Records taken from a collection
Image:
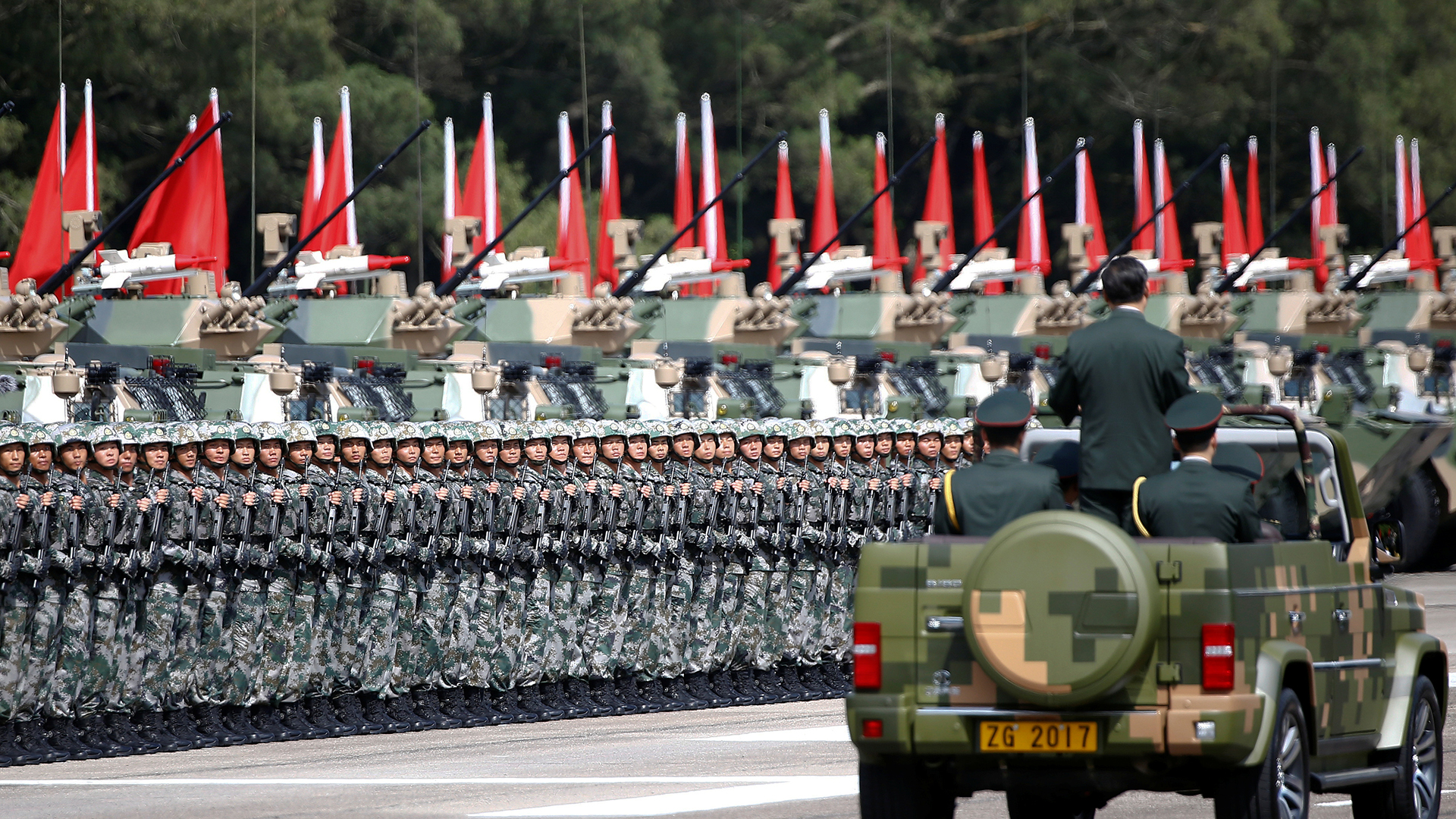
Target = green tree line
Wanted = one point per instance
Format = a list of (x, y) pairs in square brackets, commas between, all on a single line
[(1197, 74)]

WHAT THIS TASK INVOLVES »
Rewrite all the records, swapping "one point per instance" for "a single point for each instance" and changing nothing else. Leave the pictures out of your answer.

OUTPUT OF THE EXERCISE »
Image:
Target = green tree line
Wanted = a single point for each instance
Format = a list of (x, y) pairs in square brackets, commas between, all on a single line
[(1197, 74)]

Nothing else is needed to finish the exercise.